start TASK DATA

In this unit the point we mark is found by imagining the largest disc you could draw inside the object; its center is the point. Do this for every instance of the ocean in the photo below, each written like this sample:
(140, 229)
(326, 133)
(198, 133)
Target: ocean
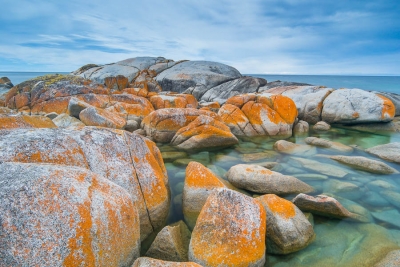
(376, 83)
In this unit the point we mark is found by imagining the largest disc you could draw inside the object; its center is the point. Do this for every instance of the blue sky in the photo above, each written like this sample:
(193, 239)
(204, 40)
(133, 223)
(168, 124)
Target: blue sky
(269, 37)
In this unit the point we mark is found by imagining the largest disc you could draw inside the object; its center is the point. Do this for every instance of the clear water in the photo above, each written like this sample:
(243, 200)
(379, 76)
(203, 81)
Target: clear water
(19, 77)
(338, 242)
(389, 84)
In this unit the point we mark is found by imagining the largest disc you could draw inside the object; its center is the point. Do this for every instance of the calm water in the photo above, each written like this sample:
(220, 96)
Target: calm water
(375, 83)
(338, 242)
(19, 77)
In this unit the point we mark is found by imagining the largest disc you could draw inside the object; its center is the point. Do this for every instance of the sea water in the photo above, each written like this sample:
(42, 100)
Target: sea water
(337, 242)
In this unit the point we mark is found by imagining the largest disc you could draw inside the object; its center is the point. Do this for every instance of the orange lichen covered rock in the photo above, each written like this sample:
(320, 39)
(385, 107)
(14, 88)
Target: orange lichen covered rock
(199, 183)
(24, 121)
(149, 262)
(161, 125)
(204, 133)
(261, 180)
(230, 231)
(110, 153)
(55, 215)
(99, 117)
(287, 227)
(173, 101)
(258, 115)
(308, 99)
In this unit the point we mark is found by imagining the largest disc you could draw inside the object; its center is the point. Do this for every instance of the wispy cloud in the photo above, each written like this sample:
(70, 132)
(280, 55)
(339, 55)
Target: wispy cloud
(274, 36)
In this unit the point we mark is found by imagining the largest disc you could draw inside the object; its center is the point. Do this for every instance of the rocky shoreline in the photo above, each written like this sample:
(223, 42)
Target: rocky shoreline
(84, 176)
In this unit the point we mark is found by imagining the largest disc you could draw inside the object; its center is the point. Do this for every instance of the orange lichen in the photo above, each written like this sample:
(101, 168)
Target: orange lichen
(227, 241)
(278, 206)
(198, 175)
(388, 109)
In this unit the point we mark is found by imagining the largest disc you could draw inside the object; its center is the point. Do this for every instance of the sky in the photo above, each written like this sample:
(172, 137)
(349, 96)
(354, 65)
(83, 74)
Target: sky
(338, 37)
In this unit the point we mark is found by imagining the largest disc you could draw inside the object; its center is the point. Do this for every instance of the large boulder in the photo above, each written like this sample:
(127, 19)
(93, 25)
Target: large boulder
(201, 75)
(129, 68)
(171, 243)
(129, 160)
(173, 101)
(228, 224)
(308, 99)
(99, 117)
(55, 215)
(351, 106)
(199, 184)
(258, 179)
(389, 152)
(51, 93)
(204, 133)
(288, 230)
(161, 125)
(259, 115)
(222, 92)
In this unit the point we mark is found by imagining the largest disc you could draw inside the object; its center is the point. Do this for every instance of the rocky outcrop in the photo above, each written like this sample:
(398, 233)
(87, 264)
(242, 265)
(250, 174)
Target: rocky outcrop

end TASK DATA

SHORT PROBLEM
Copy the records above exactly, leaving out every picture.

COMPLETED TASK
In this unit the point we mark is found by imagining the largest disc you could draw inside the object; its center is the point. Do this for every instance of the ocean in the photo below, each written like this sample:
(140, 229)
(326, 133)
(198, 133)
Target: ocean
(376, 83)
In this unit the point we mark is found by imagining the largest disc you could draw inside the object; its center is the point. Do this for every instance of the blue sky in the photo above, each written like this sample:
(193, 239)
(204, 40)
(133, 223)
(168, 124)
Target: blue sky
(269, 37)
In this unit the point we mark is found by imagining the largest disc you could draw inside the object; its center is the point. Do this for every instance of the clear water in the photo above, each written like this sample:
(243, 200)
(379, 76)
(203, 81)
Target: clear water
(19, 77)
(338, 242)
(389, 84)
In this unit the point we mark is found by imagining the largest disc you could draw inside the object; its center is the point. Do this for every instance of the calm water in the photo above, each written like this sample:
(220, 96)
Target: calm water
(375, 83)
(338, 242)
(19, 77)
In this unit the point we mark is found by imagining the largest disc you could draw inside the object; its center is the point. Do this for every instance of the sea water in the photo above, each written like this sample:
(42, 100)
Target: sea water
(337, 242)
In this unit the point we mark is found by imagining the largest disc you could draw inside the object; its center is the point. Do this for every instance of the orange lichen covered rock in the photo above, each written like this sample:
(320, 39)
(385, 107)
(14, 88)
Target: orange lichen covered rock
(199, 183)
(24, 121)
(149, 262)
(161, 125)
(204, 133)
(261, 180)
(230, 231)
(110, 153)
(55, 215)
(99, 117)
(287, 227)
(173, 101)
(258, 115)
(308, 99)
In this unit the point we mark is found by imagining the largest disc you could draw inside the object; its center is the point. Do this for every instance of the wispy cloud in the photo above, each written like this sample:
(70, 132)
(280, 55)
(339, 55)
Target: wispy cloud
(274, 36)
In this unit the point we mark is found by imagining the largest disc you could draw inside the object; its center is the point. Do this for every instance of the rocky shoreline in the photo above, each written like this sample:
(223, 42)
Target: rocky shoreline
(84, 176)
In this unit the point we mark is found by imagining the largest disc you could draw inside the object; its center is the point. Do this for every instance of the orange lichen in the photo above, each written like this sample:
(101, 168)
Target: orange lichen
(227, 241)
(278, 206)
(198, 175)
(388, 109)
In this unit the point we mark is found by imagining the largest disc you could draw inside the object; its center is the point. Do this for every instance of the sky in the photo above, each written like this sample:
(172, 137)
(349, 96)
(354, 65)
(83, 74)
Target: sky
(338, 37)
In this unit the point we mark is found by imagining the largest disc you could draw inside the object; its center is the point. Do this for every instance of the large boulder in the photo above, each written like this sample:
(127, 19)
(93, 25)
Target: large boulder
(201, 75)
(129, 68)
(171, 243)
(129, 160)
(173, 101)
(228, 224)
(308, 99)
(99, 117)
(55, 215)
(351, 106)
(199, 184)
(258, 179)
(389, 152)
(51, 93)
(204, 133)
(288, 230)
(161, 125)
(259, 115)
(222, 92)
In this unit the point we mark is found by imagining the largest disc you could draw inside the object; its center is the point. Do this for every instance of the rocky outcrop in the photo above, each written like this sample:
(398, 233)
(87, 264)
(242, 265)
(250, 174)
Target: rocky outcrop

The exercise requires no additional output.